- **To do**
Word for word, restate every record, though not the pictures.

- **Dataset entries**
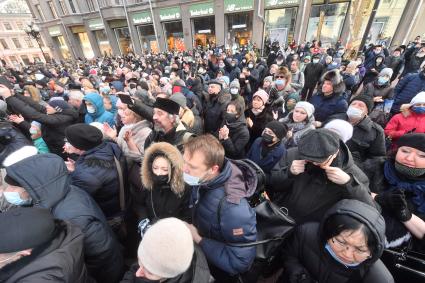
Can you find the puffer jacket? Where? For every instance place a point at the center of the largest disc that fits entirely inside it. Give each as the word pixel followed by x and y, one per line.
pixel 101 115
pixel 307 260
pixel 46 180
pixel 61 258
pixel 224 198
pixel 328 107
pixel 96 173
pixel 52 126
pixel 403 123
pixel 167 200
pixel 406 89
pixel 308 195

- **Written response**
Can you find the puffer jacket? Where? For every instance place a point at the center of the largest disc that fits entirely inside it. Give each as the word pixel followed by x and y, one per line.
pixel 101 115
pixel 307 260
pixel 46 180
pixel 61 258
pixel 224 198
pixel 328 107
pixel 96 173
pixel 52 126
pixel 403 123
pixel 167 200
pixel 406 89
pixel 308 195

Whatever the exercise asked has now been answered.